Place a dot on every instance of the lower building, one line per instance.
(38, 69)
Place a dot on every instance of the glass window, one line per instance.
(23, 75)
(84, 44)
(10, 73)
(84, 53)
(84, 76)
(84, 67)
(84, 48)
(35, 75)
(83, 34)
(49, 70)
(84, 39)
---
• **Task statement**: Each record above should be returned exactly as it appears.

• **Exercise response**:
Place a dot on every instance of the lower building, one line per instance.
(38, 69)
Place a dot on every instance of the glass window, one line per instance.
(23, 75)
(84, 44)
(10, 73)
(84, 53)
(84, 76)
(84, 67)
(84, 48)
(35, 75)
(83, 34)
(49, 70)
(84, 39)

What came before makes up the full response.